**MATERIAL SHOWN:**
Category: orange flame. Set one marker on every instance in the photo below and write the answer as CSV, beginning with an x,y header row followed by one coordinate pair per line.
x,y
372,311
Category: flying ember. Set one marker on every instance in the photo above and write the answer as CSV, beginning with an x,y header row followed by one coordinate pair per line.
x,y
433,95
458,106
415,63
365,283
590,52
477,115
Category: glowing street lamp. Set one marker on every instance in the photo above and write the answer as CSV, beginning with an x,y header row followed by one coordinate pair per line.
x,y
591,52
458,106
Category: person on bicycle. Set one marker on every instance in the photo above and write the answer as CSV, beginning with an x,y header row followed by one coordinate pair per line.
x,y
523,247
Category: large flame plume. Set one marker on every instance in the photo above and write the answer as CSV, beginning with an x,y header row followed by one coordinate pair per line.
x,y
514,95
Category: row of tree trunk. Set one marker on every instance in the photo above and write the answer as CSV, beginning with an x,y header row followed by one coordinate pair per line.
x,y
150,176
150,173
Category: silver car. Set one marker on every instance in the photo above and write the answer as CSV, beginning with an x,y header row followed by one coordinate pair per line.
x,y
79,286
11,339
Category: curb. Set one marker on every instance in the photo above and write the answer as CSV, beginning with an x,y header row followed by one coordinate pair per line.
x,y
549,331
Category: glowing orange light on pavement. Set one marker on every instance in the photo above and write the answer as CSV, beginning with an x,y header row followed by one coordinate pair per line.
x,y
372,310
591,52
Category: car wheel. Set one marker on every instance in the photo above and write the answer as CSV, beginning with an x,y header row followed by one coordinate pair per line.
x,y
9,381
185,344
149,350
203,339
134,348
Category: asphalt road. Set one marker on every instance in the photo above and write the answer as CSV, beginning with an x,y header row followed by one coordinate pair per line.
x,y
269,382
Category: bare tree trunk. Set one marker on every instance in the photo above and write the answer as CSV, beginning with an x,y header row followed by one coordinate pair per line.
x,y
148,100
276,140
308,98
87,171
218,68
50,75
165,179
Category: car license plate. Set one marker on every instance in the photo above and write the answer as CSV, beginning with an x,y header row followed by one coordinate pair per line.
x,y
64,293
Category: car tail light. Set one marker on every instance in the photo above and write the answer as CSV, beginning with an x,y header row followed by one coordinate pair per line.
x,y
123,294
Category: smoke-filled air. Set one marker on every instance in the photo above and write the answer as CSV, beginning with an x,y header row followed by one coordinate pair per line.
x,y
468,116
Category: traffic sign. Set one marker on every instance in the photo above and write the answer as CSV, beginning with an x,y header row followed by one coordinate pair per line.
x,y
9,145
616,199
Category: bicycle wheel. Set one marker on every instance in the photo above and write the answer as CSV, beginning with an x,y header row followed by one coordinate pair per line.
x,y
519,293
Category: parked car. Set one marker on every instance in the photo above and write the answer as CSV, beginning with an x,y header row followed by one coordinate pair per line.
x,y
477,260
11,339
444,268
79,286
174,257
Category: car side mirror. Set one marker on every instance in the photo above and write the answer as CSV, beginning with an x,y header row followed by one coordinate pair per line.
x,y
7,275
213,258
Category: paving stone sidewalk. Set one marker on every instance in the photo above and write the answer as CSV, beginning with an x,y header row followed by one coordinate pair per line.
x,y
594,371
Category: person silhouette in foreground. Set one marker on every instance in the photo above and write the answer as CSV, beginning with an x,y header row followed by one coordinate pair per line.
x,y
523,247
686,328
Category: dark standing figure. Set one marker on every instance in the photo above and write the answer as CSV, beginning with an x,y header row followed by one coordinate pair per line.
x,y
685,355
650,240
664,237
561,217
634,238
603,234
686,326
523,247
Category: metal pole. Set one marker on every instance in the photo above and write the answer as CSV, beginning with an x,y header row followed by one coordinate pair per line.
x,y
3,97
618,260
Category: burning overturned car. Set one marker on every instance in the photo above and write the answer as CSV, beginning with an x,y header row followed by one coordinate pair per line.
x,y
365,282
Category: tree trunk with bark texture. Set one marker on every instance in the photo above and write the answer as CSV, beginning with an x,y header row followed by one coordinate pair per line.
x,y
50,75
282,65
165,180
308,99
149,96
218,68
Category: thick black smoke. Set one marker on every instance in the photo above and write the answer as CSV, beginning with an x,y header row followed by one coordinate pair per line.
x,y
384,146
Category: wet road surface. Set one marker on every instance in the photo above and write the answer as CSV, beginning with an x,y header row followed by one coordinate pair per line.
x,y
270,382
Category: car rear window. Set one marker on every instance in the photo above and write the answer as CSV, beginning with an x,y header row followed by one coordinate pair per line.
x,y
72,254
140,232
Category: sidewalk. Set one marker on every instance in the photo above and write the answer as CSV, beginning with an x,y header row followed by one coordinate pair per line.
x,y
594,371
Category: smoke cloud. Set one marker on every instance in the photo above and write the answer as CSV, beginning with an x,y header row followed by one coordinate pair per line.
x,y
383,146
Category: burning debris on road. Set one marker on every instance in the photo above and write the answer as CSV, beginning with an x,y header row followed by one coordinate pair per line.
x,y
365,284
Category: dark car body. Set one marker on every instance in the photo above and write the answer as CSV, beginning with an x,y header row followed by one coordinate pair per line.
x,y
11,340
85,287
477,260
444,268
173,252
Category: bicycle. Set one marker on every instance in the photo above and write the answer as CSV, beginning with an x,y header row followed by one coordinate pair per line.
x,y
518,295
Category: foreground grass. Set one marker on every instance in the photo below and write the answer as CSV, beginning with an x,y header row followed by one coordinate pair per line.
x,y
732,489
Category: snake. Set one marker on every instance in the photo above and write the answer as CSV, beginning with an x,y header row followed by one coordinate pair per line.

**HOW TO COMPLETE THIS TASK:** Return every line of the material exactly.

**ANSWER SECTION:**
Category: orange flame. Set one marker on every instance in the photo below and write the answer as CSV, beginning with an x,y header row followed by one coordinate pair per line.
x,y
372,311
Category: flying ember. Set one marker on every instance in the photo above and write the answer as CSV, beginning with an x,y header row followed by one coordinate pair per line.
x,y
433,95
458,106
415,63
365,283
590,52
477,115
Category: glowing street lamp. Set one marker on every instance in the photo above and write the answer as CSV, beginning with an x,y header row followed by one coordinate pair per line.
x,y
591,52
458,106
Category: person on bicycle. Set one marker on every instance in the photo above and write the answer as CSV, beginning with an x,y header row followed by one coordinate pair per line.
x,y
523,247
Category: large flame plume. Set one marker on every instance in the photo above and write the answer as CSV, beginning with an x,y header row followed by one coordinate pair per line.
x,y
514,95
Category: row of tree trunk. Set one marker on every instance in the photo above and write the answer as CSV, beginning with an x,y header row followed by one coordinate pair per line.
x,y
150,176
150,173
Category: silver car. Set one marker on every instance in the photo above and write the answer as CSV, beginning with an x,y header row followed by one coordinate pair per line.
x,y
79,286
11,339
Category: curb. Set one marker on every instance in the photo above and write the answer as CSV, beginning with an x,y header row followed by one coordinate pair per line.
x,y
549,331
Category: glowing orange light on pavement. Set one marker on every instance in the photo above and write the answer as CSV, beginning with an x,y header row followed by one coordinate pair per line.
x,y
372,310
591,52
Category: car wheel. Set one marker on every instance in the photo above and write the answer as CSV, beginning with an x,y header row followed by one coordinate pair per line.
x,y
9,381
185,344
149,350
203,339
134,348
Category: asphalt road. Set one marker on every instance in the photo above and write the answer as CSV, beginning with an x,y header row followed by one coordinate pair per line.
x,y
269,382
Category: bare tree trunk. Set one marker on every instance in the photo above and write the answer as CSV, beginning with an x,y header row followed by one coordinate pair per line.
x,y
148,100
276,140
308,98
87,171
218,68
50,75
165,179
Category: car license plate. Set one marker on every instance in the photo above and write the answer as CSV, beginning with an x,y header row followed by one coordinate pair per line.
x,y
64,293
Category: car tail light. Set one marker on every instance in the photo above and write the answer as CSV, beginning with an x,y header row followed by one coordinate pair per line.
x,y
123,294
Category: smoke-filled air. Set one marker on every instance in the photo above and write the answer as CSV, beginning with an x,y header row followed by one coordinate pair per line.
x,y
468,116
Category: traffic sign. Set one marker on every instance in the photo above and write the answer as CSV, beginning with an x,y header row followed by one coordinate pair per line.
x,y
9,145
616,199
Category: bicycle wheel. Set one marker on every instance in the photo above and write the answer as CSV, beginning with an x,y header row followed by one coordinate pair per line.
x,y
519,293
Category: parked car. Set one marker on every instance in the photo above and write the answer as CSV, beginning with an x,y header row followed by one coordinate pair per line.
x,y
477,260
11,339
444,268
79,286
174,257
Category: car side mirror. Set one marker on every instance in the photo above and write the answer as CSV, beginning with an x,y header row followed by one coordinate pair per line.
x,y
7,275
213,258
Category: paving stone sidewalk. Set one marker on every instance in the photo above and write the answer as CSV, beginning with an x,y header row followed by one coordinate pair per line.
x,y
594,371
Category: person silhouette in foreground. Set one marker on every instance in the photo above and write the answer as CSV, beginning with an x,y header row followed by one coordinate pair per line.
x,y
523,247
686,328
Category: dark standing figure. Set one marker on every instance in the photo above and write the answer as CSV, beginning with an x,y header row followed by one coordinate pair per line.
x,y
685,355
650,240
664,237
561,217
634,238
603,234
686,326
523,247
Category: metal pole. Set one marker on every instance in the photo above and write the answer as CSV, beginning with an x,y header row followed by one coordinate pair per line.
x,y
3,97
618,260
Category: burning overturned car. Set one marker on every instance in the photo above and write the answer as CSV, beginning with an x,y header row followed by one coordinate pair per line.
x,y
365,282
Category: tree trunk with bark texture. Set one marker on every instance in the photo above and write the answer as CSV, beginning with an x,y header row followed by one coordinate pair per line.
x,y
50,75
282,65
165,180
308,99
149,96
218,68
Category: thick black smoke. Set one marker on every instance in the photo above and write the answer as CSV, beginning with an x,y header row followed by one coordinate pair per line.
x,y
384,146
Category: wet road surface. Set one marker on every instance in the photo above and write the answer as CSV, beginning with an x,y header row followed by one coordinate pair per line.
x,y
270,382
Category: car rear window. Set one marker on every instance in the photo above and write the answer as CSV, beginning with an x,y header row followed by one coordinate pair per line.
x,y
72,254
140,232
Category: sidewalk. Set one marker on every instance in the photo above and write the answer as CSV, beginning with an x,y header row followed by one coordinate pair per line.
x,y
594,371
Category: smoke cloud. Set one marker on every instance in the photo above and write the answer as CSV, beginning with an x,y header row followed by one coordinate pair per line.
x,y
383,146
Category: burning debris on road. Set one marker on every instance in the photo above and write the answer as CSV, beginning with an x,y header row followed by one coordinate pair per line.
x,y
365,284
Category: dark car body. Set one marker on every instance in the photo above and write the answer as CSV, beginning with an x,y header row followed by one coordinate pair per line.
x,y
11,340
85,287
477,260
444,268
173,252
Category: bicycle. Set one marker on every instance in the photo above and write the answer as CSV, beginning with an x,y header row followed by one coordinate pair per line.
x,y
518,295
Category: foreground grass. Set one marker on every instance in the photo below and write the answer as CSV, beginning with an x,y header row followed by one coordinate pair per line.
x,y
732,489
Category: snake. Set one marker on every instance in the photo above and write the answer as CSV, beginning with an x,y header row followed by one coordinate pair per line.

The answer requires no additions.